→ ABOUT THIS EXERCISE
Answer these questions from the passage on race and social media below.
(a) According to the 2016 PRRI study, what percentage of white Americans' social networks are white?
(b) What share of black social media users say most or some of what they post is about race or race relations?
(c) In what writing did Martin Luther King Jr. express his disappointment in "white moderates"?

According to a 2016 study by PRRI (Public Religion Research Institute), 91% of white Americans' social networks are white and 83% of black Americans' social networks are black.
Another study, also in 2016, found: "Black social media users (68%) are roughly twice as likely as whites (35%) to say that at least some of the posts they see on social networking sites are about race or race relations. When it comes to their own postings, a similar racial gap exists. Among black social media users, 28% say most or some of what they post is about race or race relations; only 8% of whites say the same. On the other hand, roughly two-thirds (67%) of whites who use social media say that none of things they post or share pertain to race."
There is an important opportunity for white Americans to bridge the gap and share information about racism in America in their circles of influence -- and in particular, their social media networks. Not just about dramatic events like the one at Starbucks, but of the everyday indignities, discrimination and marginalization that are part of the fabric of racism in 2018 America.
I was asked recently in an interview by Toure if the Starbucks experience has changed me. My answer was that It has, in a number of ways. Most importantly, as of April 12, I was officially finished tiptoeing around the race conversation that so many in my liberal white circle of friends and acquaintances have avoided for so long.
Even though I know I still hold biases I have yet to fully address, even though I know it will feel uncomfortable to many, I am done. It took this incident for me to finally admit to an African-American friend who I have known and loved for 20 years that I have held back talking with her about race because I was worried she would judge me or that I would offend her.
People of color have been fighting against racism for hundreds of years, but much of white America has been blind to or complicit in it. Fifty years ago, Martin Luther King Jr., in his Letter from Birmingham Jail, expressed his disappointment in "white moderates" and their "appalling silence" about racism. That silence is still too prevalent today, on Twitter and everywhere else.

→ EXCERPTED DATA

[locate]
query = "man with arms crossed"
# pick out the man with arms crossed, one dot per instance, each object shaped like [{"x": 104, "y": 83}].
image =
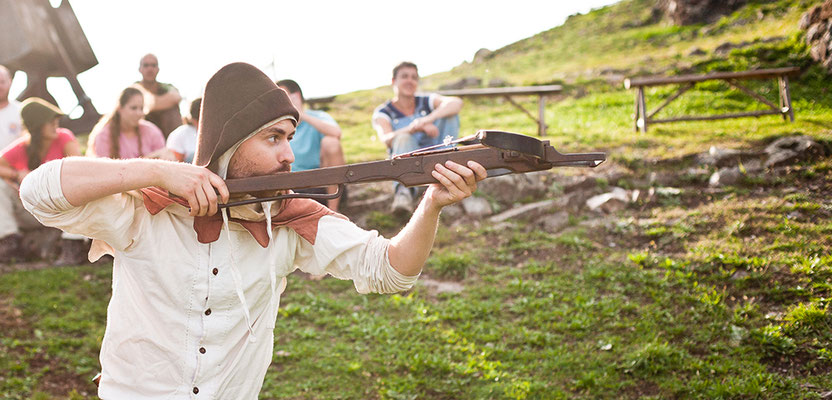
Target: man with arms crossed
[{"x": 196, "y": 291}]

→ SOLVED EXERCISE
(a) 91%
(b) 28%
(c) His Letter from Birmingham Jail